9.4. Linear Regression Aggregate Functions
Linear regression functions are useful for trend line continuation. The trend or regression line is usually a pattern followed by a set of values. Linear regression is useful to predict future values. To continue the regression line, you need to know the slope and the point of intersection with the y-axis. As set of linear functions can be used for calculating these values.
In the function syntax, y is interpreted as an x-dependent variable.
The linear regression aggregate functions take a pair of arguments, the dependent variable expression (y) and the independent variable expression (x), which are both numeric value expressions.
Any row in which either argument evaluates to NULL is removed from the rows that qualify.
If there are no rows that qualify, then the result of REGR_COUNT is 0 (zero), and the other linear regression aggregate functions result in NULL.
9.4.1. REGR_AVGX()
Average of the independent variable of the regression line
Result typeDOUBLE PRECISION
Syntax
REGR_AVGX ( <y>, <x> )
REGR_AVGX Function Parameters| Parameter | Description |
|---|---|
y | Dependent variable of the regression line. It may contain a table column, a constant, a variable, an expression, a non-aggregate function or a UDF. Aggregate functions are not allowed as expressions. |
x | Independent variable of the regression line. It may contain a table column, a constant, a variable, an expression, a non-aggregate function or a UDF. Aggregate functions are not allowed as expressions. |
The function REGR_AVGX calculates the average of the independent variable (x) of the regression line.
The function REGR_AVGX(<y>, <x>) is equivalent to
SUM(<exprX>) / REGR_COUNT(<y>, <x>)<exprX> :==CASE WHEN <x> IS NOT NULL AND <y> IS NOT NULL THEN <x> END
See alsoSection 9.4.2, “REGR_AVGY()”, Section 9.4.3, “REGR_COUNT()”, Section 9.2.6, “SUM()”
9.4.2. REGR_AVGY()
Average of the dependent variable of the regression line
Result typeDOUBLE PRECISION
Syntax
REGR_AVGY ( <y>, <x> )
REGR_AVGY Function Parameters| Parameter | Description |
|---|---|
y | Dependent variable of the regression line. It may contain a table column, a constant, a variable, an expression, a non-aggregate function or a UDF. Aggregate functions are not allowed as expressions. |
x | Independent variable of the regression line. It may contain a table column, a constant, a variable, an expression, a non-aggregate function or a UDF. Aggregate functions are not allowed as expressions. |
The function REGR_AVGY calculates the average of the dependent variable (y) of the regression line.
····················
## What you need to do
#1 Quote the linear regression text between "9.4. Linear Regression" and "rows that qualify.", inclusive.
#2 According to the linear regression text, what may the y parameter of REGR_AVGX contain? List every option.

## Extracted records
····················
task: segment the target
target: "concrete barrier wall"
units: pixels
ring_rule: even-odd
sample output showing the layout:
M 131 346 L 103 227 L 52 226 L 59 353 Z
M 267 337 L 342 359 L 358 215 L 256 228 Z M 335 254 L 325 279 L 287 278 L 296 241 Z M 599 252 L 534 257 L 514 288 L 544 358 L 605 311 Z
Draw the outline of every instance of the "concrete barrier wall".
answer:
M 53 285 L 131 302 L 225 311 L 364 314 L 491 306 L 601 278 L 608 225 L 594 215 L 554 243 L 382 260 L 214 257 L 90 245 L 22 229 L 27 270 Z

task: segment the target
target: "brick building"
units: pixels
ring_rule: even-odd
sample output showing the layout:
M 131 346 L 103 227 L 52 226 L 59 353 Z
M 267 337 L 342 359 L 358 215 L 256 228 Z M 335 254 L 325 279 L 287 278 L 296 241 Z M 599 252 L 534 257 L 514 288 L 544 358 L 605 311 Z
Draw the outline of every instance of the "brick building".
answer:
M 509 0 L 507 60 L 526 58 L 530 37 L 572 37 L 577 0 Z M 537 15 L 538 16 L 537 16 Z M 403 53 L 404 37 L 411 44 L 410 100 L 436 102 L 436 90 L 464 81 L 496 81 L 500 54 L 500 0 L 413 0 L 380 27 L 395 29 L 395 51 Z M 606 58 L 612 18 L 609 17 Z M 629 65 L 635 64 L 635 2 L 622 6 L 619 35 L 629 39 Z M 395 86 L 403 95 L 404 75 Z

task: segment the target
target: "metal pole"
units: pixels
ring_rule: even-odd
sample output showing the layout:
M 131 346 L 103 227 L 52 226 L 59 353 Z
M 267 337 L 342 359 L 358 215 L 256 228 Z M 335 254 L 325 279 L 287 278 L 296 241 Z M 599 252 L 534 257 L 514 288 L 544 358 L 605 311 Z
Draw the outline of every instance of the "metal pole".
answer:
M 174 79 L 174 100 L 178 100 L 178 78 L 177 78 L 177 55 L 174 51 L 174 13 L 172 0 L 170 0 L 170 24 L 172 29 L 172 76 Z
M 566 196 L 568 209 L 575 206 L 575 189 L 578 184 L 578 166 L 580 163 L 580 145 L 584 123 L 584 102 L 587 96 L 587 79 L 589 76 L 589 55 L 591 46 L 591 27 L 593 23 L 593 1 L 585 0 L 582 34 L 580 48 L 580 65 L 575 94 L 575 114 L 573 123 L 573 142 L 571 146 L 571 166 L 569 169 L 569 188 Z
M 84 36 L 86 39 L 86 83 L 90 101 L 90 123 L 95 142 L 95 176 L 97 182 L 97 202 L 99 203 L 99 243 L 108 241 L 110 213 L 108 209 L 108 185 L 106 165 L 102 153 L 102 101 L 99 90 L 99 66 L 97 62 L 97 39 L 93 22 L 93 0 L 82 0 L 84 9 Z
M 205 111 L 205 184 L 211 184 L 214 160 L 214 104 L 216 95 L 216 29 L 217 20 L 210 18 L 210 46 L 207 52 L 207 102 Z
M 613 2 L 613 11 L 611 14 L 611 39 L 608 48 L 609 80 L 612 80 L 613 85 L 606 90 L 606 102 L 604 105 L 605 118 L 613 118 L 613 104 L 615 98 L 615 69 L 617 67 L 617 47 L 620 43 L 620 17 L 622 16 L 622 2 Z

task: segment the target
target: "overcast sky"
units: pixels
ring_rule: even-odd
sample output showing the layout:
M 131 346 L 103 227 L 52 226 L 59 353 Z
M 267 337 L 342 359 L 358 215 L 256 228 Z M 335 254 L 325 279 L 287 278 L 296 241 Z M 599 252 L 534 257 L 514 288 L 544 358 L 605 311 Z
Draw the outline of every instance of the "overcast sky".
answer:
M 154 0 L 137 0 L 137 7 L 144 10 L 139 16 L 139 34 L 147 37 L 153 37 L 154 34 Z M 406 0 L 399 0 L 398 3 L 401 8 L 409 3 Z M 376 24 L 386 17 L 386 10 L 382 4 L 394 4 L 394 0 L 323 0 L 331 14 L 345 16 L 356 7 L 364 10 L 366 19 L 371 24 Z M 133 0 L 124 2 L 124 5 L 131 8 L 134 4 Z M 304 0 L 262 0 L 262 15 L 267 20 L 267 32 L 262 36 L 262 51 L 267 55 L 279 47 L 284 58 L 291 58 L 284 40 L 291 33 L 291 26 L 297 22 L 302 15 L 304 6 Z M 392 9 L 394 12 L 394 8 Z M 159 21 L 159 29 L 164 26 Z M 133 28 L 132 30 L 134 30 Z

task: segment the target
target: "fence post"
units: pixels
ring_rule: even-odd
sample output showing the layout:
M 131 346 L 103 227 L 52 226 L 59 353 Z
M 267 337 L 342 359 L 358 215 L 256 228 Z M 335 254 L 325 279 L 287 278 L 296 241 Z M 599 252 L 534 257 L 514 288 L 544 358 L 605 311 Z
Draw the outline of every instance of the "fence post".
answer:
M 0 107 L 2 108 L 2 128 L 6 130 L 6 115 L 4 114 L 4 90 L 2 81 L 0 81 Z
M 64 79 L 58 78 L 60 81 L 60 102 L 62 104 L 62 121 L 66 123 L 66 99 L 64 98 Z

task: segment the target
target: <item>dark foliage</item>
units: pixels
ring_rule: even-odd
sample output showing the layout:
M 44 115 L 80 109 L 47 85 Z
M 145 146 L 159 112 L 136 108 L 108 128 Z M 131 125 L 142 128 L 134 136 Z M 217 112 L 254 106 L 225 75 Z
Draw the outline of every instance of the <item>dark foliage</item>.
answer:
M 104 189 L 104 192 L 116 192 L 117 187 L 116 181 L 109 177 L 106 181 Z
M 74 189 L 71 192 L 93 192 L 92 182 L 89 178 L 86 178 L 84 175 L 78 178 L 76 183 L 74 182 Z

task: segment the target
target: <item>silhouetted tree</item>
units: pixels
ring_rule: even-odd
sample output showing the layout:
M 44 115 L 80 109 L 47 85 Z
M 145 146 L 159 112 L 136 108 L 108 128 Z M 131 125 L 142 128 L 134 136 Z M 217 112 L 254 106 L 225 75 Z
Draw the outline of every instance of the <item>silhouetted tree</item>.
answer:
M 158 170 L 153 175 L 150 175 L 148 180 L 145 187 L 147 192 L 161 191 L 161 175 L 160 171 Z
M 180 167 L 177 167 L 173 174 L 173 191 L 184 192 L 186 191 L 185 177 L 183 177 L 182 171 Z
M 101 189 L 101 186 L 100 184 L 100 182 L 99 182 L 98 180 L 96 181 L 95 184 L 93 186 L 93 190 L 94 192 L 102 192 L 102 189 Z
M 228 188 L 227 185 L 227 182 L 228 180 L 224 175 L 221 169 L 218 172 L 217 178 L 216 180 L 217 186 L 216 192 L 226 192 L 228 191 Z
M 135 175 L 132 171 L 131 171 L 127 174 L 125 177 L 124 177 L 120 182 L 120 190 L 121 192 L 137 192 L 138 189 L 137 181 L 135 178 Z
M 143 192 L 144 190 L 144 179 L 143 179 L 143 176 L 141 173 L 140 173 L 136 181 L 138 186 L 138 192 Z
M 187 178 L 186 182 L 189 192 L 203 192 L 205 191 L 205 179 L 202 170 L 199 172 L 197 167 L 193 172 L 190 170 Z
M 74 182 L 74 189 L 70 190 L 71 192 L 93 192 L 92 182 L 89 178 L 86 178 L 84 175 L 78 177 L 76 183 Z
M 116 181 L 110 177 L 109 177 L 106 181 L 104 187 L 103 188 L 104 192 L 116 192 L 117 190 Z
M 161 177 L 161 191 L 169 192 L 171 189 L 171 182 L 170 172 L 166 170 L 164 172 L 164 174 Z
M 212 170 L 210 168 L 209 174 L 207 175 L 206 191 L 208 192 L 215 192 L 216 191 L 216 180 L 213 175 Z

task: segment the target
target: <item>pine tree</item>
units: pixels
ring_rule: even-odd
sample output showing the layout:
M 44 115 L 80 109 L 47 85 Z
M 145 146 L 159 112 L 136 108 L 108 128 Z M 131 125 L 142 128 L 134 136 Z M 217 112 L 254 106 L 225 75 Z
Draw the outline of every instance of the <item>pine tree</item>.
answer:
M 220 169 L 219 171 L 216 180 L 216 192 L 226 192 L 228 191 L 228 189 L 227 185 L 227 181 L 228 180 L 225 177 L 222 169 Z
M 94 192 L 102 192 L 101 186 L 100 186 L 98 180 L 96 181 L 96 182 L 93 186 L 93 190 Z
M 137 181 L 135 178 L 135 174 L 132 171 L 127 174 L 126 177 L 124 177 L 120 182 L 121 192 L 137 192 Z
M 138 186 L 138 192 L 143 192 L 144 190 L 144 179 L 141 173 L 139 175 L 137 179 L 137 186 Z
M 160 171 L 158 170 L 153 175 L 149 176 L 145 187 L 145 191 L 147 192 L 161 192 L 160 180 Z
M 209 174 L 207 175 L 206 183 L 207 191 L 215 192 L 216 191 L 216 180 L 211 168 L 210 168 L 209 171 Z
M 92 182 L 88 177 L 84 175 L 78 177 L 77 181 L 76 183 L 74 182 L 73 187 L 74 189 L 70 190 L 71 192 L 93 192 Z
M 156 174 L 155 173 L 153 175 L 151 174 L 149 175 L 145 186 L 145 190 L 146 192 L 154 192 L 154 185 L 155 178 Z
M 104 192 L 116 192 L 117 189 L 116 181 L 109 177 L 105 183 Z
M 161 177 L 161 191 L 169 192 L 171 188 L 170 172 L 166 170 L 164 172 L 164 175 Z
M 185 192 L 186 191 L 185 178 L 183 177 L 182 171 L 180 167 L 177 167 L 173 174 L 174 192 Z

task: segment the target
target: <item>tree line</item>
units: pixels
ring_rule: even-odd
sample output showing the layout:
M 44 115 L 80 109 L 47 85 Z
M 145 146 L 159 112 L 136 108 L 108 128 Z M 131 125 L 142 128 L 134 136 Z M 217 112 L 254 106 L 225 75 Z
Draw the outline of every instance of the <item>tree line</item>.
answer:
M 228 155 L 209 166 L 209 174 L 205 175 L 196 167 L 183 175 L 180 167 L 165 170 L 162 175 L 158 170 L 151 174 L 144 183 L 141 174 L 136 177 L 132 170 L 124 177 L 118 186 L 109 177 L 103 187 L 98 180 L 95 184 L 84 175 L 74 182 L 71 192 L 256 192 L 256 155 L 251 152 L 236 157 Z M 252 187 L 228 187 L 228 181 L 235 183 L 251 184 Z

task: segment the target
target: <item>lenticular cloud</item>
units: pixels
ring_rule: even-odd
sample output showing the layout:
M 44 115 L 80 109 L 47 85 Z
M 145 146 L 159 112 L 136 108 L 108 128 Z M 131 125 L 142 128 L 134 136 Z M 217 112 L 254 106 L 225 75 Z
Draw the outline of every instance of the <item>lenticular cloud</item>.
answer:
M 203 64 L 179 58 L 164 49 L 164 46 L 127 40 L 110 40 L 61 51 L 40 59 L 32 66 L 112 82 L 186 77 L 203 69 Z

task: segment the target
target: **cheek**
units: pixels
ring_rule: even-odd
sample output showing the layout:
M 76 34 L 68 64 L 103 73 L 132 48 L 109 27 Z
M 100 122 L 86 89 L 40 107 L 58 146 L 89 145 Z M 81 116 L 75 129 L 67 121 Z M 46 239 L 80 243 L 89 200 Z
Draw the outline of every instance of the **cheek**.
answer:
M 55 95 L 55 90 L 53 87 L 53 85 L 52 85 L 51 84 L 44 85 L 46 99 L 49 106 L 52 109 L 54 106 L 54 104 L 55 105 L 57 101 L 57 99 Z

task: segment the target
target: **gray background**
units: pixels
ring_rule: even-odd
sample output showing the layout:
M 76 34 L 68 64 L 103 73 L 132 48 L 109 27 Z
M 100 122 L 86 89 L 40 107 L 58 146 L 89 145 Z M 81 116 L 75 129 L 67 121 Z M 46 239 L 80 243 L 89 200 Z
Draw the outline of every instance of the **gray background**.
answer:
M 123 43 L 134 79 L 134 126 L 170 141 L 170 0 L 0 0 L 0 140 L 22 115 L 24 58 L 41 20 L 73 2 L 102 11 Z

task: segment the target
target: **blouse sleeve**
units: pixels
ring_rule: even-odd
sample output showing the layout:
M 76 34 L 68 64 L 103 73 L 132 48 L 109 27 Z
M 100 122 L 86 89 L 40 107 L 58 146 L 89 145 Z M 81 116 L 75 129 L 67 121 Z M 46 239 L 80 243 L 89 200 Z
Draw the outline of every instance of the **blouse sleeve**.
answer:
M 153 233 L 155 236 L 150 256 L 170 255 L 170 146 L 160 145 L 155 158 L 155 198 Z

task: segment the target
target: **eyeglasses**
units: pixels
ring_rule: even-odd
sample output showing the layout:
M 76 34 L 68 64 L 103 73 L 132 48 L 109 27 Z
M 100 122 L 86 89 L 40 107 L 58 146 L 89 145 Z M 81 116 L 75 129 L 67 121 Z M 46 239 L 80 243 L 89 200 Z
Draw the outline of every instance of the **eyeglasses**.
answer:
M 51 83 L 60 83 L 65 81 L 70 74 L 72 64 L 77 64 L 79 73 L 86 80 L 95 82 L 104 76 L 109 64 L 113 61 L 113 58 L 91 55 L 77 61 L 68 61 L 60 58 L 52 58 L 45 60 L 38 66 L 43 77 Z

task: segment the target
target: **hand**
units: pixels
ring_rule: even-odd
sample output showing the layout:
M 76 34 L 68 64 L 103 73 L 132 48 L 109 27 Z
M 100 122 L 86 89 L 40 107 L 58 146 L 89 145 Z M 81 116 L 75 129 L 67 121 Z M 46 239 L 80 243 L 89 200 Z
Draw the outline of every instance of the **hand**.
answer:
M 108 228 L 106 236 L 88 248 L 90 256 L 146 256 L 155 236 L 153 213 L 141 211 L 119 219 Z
····················
## Worked solutions
#1
9.4. Linear Regression Aggregate Functions
Linear regression functions are useful for trend line continuation. The trend or regression line is usually a pattern followed by a set of values. Linear regression is useful to predict future values. To continue the regression line, you need to know the slope and the point of intersection with the y-axis. As set of linear functions can be used for calculating these values.
In the function syntax, y is interpreted as an x-dependent variable.
The linear regression aggregate functions take a pair of arguments, the dependent variable expression (y) and the independent variable expression (x), which are both numeric value expressions.
Any row in which either argument evaluates to NULL is removed from the rows that qualify.

#2 a table column, a constant, a variable, an expression, a non-aggregate function, a UDF